# [THE TASK]
Beginning with the first line of the data below and ending after the line that contains "top-left (222, 67), bottom-right (392, 297)", put each line into a numbered list, leaving out any blank lines.

##### EXCERPTED RECORDS #####

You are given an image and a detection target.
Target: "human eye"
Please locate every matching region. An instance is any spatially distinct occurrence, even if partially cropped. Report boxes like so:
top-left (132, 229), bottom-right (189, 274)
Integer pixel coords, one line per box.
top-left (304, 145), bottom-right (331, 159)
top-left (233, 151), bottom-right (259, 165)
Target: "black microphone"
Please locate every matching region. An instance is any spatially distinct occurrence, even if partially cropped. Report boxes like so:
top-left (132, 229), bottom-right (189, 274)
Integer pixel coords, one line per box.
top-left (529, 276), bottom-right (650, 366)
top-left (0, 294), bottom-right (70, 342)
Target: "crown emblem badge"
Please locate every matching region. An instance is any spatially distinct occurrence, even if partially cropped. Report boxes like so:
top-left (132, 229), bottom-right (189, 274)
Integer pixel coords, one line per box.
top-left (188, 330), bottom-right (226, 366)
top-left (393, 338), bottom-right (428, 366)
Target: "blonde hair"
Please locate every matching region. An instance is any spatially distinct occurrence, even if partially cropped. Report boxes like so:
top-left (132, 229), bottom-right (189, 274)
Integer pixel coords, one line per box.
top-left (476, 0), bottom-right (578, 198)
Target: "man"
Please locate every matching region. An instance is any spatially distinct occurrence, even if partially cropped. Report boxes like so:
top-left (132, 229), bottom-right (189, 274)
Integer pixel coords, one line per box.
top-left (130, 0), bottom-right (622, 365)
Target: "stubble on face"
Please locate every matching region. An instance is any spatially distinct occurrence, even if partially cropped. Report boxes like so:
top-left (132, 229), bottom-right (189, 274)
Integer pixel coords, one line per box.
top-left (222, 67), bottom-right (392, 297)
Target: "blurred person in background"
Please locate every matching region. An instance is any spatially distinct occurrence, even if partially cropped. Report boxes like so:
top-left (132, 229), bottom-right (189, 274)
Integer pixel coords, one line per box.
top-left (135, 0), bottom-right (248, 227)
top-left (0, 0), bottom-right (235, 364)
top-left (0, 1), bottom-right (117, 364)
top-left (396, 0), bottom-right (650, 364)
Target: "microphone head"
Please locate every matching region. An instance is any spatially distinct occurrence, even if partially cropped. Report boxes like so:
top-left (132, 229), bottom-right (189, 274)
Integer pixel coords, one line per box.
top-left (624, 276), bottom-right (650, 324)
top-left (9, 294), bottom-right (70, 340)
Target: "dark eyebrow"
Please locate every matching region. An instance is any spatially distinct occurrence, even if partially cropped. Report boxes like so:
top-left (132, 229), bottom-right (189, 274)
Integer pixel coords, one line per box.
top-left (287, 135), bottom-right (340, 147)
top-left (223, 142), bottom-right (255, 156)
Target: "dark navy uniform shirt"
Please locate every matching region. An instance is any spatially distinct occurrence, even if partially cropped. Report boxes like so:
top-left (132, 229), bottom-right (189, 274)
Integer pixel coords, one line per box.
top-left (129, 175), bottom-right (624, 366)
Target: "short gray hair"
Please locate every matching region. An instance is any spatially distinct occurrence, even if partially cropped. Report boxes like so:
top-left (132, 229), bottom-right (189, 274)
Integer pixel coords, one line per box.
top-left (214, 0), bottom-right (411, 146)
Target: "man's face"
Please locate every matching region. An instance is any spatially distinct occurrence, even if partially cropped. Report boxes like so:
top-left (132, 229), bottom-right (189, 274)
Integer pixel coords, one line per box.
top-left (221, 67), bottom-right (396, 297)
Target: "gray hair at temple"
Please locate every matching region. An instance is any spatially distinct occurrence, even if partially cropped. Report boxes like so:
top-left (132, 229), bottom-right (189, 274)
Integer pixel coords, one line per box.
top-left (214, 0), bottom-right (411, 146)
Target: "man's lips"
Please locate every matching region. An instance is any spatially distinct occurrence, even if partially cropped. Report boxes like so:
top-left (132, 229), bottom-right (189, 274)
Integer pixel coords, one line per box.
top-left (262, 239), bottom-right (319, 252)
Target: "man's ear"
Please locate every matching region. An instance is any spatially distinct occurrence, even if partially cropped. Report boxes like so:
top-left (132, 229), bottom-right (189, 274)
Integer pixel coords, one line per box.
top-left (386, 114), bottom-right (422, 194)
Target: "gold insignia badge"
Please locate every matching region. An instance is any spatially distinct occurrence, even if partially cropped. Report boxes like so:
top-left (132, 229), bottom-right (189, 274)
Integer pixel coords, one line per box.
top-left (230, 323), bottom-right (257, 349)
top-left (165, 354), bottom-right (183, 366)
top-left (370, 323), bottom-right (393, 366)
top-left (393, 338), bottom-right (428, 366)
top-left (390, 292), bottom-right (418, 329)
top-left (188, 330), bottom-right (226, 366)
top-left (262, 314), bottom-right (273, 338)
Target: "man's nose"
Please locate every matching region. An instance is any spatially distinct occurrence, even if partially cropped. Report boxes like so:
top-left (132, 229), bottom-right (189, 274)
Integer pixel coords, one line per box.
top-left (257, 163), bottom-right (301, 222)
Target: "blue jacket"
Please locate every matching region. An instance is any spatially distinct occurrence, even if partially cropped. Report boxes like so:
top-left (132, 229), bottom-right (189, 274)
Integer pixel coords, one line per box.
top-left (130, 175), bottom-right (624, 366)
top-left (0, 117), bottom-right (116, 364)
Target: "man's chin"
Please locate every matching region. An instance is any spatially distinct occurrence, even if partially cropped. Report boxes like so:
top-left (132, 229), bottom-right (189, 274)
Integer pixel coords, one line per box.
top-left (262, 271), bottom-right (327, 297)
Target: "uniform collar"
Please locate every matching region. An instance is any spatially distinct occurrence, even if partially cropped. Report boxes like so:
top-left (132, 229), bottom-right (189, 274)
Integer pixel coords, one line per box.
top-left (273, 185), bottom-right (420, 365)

#####

# [COMPLETE RESPONSE]
1. You are given an image and a detection target.
2. Target: "human eye"
3. Please locate every matching region. An instance is any spatially distinct occurrence, even if partially cropped. Report boxes like so:
4. top-left (132, 229), bottom-right (189, 274)
5. Integer pixel coords, one line per box.
6. top-left (304, 145), bottom-right (331, 159)
7. top-left (233, 151), bottom-right (259, 165)
8. Target: "black microphone"
9. Please locate every matching region. An instance is any spatially distinct occurrence, even if partially cropped. Report boxes like so:
10. top-left (132, 229), bottom-right (189, 274)
11. Integer pixel coords, one line per box.
12. top-left (529, 276), bottom-right (650, 366)
13. top-left (0, 294), bottom-right (70, 342)
14. Target: "crown emblem badge"
15. Please locate every matching region. An instance is any spatially distinct occurrence, even if partially cropped. Report boxes like so:
16. top-left (132, 229), bottom-right (189, 274)
17. Integer pixel coords, one line per box.
18. top-left (188, 330), bottom-right (226, 366)
19. top-left (393, 338), bottom-right (428, 366)
20. Target: "blonde hair"
21. Please locate every matching region. An instance is any spatially distinct occurrence, even if partially cropped. Report boxes like so:
22. top-left (132, 229), bottom-right (189, 274)
23. Integer pixel coords, one line per box.
24. top-left (476, 0), bottom-right (578, 198)
25. Target: "man"
26. Please locate every matching region. An instance is any spatially distinct occurrence, even if partially cropped. Report boxes like so:
27. top-left (132, 229), bottom-right (189, 274)
28. Integer pixel coords, one line per box.
29. top-left (130, 0), bottom-right (622, 365)
30. Target: "stubble on face"
31. Please locate every matching region. An instance is any spatially distinct occurrence, even if partially cropped. Report boxes like so:
32. top-left (132, 229), bottom-right (189, 274)
33. Integer pixel coords, one line per box.
34. top-left (222, 67), bottom-right (392, 297)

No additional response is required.